= Directive =
Transcribe word for word the lines spanning the line with "Target = forearm" through the end of the records.

= The records =
####################

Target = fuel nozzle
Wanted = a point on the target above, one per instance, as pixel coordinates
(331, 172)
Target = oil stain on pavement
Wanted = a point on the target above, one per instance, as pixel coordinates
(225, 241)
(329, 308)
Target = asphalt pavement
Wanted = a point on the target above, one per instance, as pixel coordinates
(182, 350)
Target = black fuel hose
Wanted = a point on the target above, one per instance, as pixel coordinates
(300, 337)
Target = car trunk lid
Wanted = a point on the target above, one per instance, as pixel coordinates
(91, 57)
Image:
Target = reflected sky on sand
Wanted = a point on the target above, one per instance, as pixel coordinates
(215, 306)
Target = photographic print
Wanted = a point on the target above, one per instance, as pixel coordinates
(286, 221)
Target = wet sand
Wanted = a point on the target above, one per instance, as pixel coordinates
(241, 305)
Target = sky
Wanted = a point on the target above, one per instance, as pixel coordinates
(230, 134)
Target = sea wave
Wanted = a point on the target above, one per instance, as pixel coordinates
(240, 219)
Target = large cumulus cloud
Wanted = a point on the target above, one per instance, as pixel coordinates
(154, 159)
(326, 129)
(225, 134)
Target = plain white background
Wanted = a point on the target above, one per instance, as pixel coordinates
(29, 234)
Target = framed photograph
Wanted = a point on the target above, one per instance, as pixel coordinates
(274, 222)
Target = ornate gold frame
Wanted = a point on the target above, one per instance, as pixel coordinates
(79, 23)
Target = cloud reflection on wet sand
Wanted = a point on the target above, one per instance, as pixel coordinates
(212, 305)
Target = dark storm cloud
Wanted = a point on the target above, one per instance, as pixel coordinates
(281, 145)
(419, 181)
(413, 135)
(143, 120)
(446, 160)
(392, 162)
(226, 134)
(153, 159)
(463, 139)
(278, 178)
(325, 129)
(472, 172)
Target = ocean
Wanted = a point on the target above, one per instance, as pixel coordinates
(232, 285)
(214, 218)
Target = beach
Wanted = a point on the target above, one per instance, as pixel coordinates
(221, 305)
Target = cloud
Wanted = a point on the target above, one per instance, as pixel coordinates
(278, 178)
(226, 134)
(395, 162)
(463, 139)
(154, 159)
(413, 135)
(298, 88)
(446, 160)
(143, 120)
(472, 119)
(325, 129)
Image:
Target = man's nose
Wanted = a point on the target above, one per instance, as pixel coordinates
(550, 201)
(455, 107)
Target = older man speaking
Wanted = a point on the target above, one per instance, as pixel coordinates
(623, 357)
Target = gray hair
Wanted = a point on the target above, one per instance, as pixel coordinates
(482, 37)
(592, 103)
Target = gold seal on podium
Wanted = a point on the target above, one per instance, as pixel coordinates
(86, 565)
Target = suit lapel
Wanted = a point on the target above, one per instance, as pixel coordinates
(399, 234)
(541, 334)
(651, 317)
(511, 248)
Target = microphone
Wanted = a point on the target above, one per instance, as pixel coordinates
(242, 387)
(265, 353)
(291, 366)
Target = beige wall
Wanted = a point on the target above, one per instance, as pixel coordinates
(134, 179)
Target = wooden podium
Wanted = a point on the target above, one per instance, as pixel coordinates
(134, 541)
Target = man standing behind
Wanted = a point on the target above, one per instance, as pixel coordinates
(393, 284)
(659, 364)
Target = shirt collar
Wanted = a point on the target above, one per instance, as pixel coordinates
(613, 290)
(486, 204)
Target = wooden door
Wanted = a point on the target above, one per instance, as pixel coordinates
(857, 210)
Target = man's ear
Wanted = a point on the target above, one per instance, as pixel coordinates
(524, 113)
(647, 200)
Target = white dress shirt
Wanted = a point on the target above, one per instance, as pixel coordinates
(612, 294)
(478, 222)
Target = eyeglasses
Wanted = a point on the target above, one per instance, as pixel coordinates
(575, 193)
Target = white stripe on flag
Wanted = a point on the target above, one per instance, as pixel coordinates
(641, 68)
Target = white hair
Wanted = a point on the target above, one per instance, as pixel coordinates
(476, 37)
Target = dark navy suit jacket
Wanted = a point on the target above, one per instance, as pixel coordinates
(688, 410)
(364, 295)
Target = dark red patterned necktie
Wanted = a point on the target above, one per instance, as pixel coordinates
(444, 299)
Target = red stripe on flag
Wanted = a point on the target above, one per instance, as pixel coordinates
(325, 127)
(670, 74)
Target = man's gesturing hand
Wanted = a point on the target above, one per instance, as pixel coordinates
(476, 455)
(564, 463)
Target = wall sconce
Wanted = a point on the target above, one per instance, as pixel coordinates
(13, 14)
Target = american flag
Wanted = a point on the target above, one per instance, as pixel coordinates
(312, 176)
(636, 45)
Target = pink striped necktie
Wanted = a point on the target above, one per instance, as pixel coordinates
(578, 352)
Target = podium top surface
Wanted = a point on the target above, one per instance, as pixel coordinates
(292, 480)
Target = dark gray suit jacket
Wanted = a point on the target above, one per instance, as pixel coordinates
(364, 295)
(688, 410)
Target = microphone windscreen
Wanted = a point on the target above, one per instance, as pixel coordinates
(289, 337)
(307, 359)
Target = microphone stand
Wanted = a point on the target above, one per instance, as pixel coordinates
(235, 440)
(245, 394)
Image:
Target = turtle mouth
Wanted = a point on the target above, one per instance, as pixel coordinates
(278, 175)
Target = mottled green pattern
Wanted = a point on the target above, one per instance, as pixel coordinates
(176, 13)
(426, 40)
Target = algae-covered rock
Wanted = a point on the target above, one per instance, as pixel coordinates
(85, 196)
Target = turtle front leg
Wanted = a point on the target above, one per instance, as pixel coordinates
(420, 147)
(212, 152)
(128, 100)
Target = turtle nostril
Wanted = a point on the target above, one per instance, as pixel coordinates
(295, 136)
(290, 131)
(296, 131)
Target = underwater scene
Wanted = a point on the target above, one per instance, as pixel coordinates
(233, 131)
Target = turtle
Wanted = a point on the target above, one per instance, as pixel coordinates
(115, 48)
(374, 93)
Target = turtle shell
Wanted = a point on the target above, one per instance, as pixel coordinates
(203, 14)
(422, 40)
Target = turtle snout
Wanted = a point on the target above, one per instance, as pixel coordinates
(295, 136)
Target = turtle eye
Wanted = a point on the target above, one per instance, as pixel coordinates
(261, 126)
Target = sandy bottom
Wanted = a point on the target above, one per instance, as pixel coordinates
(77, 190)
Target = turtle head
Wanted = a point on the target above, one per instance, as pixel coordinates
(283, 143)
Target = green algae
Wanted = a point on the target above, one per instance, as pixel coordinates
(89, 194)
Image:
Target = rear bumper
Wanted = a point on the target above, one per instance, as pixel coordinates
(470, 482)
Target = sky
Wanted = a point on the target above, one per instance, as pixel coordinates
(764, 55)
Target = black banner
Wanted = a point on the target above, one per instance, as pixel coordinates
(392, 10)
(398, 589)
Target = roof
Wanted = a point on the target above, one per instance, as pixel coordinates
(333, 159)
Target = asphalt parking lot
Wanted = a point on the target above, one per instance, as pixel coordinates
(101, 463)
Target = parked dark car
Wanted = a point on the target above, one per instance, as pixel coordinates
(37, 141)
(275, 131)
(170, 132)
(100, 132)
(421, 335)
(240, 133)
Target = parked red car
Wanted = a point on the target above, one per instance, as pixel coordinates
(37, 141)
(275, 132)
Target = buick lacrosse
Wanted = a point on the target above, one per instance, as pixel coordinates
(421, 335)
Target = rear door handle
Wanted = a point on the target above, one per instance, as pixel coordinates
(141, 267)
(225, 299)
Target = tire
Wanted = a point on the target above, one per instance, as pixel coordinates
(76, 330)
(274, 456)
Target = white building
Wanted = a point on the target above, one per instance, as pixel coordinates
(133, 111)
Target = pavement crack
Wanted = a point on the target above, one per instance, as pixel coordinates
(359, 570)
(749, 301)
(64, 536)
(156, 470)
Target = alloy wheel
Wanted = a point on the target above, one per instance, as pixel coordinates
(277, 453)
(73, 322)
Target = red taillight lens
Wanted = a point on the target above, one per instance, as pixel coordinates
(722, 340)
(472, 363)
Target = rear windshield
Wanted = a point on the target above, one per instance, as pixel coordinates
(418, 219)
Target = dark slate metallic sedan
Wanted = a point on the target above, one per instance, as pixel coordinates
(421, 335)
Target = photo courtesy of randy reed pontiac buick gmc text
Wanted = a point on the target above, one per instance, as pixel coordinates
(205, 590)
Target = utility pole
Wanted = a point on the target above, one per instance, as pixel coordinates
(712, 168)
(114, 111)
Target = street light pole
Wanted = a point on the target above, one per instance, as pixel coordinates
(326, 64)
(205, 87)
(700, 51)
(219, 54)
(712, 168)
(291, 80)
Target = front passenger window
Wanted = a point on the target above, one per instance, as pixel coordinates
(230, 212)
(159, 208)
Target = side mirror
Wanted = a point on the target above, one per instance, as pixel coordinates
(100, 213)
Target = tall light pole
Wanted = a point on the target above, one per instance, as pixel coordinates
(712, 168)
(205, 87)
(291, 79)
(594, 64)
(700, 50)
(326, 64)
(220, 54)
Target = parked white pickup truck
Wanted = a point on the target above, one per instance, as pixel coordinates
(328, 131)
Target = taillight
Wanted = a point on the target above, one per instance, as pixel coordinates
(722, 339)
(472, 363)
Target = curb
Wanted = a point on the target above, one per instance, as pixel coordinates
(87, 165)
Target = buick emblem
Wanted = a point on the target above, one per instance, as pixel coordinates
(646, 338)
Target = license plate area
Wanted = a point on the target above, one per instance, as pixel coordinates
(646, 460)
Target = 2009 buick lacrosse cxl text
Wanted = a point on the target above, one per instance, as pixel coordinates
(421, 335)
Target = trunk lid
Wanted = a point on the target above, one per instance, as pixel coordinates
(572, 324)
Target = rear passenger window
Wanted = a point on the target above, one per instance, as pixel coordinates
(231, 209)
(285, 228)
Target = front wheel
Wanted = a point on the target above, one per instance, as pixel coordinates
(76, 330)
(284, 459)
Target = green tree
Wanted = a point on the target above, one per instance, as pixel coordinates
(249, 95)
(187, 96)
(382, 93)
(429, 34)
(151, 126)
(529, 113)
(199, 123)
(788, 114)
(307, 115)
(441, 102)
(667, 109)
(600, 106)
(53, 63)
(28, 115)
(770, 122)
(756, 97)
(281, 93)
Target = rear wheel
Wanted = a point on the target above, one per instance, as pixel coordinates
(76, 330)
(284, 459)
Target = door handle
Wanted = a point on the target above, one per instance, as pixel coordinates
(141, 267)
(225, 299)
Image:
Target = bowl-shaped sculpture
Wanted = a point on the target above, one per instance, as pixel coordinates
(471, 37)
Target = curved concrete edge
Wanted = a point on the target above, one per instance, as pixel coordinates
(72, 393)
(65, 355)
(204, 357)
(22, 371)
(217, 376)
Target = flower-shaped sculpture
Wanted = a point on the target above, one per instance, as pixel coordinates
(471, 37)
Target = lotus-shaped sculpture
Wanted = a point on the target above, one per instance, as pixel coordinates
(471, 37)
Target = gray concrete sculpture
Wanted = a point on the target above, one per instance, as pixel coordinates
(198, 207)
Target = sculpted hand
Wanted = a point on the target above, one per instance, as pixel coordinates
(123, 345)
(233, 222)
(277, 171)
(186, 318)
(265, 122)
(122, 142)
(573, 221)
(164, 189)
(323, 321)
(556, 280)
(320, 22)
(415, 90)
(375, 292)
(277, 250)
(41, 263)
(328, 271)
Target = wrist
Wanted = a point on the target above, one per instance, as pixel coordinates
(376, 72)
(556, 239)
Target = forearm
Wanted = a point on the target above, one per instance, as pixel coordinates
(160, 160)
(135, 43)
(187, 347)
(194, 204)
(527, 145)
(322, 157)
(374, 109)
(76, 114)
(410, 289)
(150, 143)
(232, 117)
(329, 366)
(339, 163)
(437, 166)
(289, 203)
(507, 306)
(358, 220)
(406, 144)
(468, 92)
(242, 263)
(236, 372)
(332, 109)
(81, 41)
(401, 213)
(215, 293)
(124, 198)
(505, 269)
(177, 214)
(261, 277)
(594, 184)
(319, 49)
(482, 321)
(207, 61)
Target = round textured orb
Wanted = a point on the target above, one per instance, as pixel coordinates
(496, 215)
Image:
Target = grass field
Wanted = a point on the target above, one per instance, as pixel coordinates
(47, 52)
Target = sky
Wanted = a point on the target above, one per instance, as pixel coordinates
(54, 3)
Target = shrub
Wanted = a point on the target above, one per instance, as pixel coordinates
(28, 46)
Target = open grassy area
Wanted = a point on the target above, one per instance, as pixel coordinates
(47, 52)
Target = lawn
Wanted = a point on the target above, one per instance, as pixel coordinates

####################

= Final result =
Target = forearm
Wanted = a point on the target above, one per instance, as pixel coordinates
(160, 160)
(135, 43)
(187, 347)
(194, 204)
(527, 145)
(322, 157)
(374, 109)
(76, 114)
(410, 289)
(150, 143)
(232, 117)
(329, 366)
(339, 163)
(437, 166)
(289, 203)
(507, 306)
(358, 220)
(406, 144)
(468, 92)
(242, 263)
(236, 372)
(332, 109)
(81, 41)
(401, 213)
(215, 293)
(124, 198)
(505, 269)
(177, 214)
(261, 277)
(594, 184)
(319, 49)
(482, 321)
(207, 61)
Target = round textured orb
Wanted = a point on the target above, one per instance, as pixel coordinates
(496, 215)
Image:
Target = grass field
Wanted = a point on the target above, one per instance, as pixel coordinates
(47, 52)
Target = sky
Wanted = a point on the target above, one per instance, as pixel coordinates
(54, 3)
Target = shrub
Wanted = a point on the target above, one per instance, as pixel coordinates
(28, 46)
Target = open grassy area
Wanted = a point on the target above, one per instance, as pixel coordinates
(47, 52)
Target = lawn
Wanted = a point on the target above, one per instance, as pixel coordinates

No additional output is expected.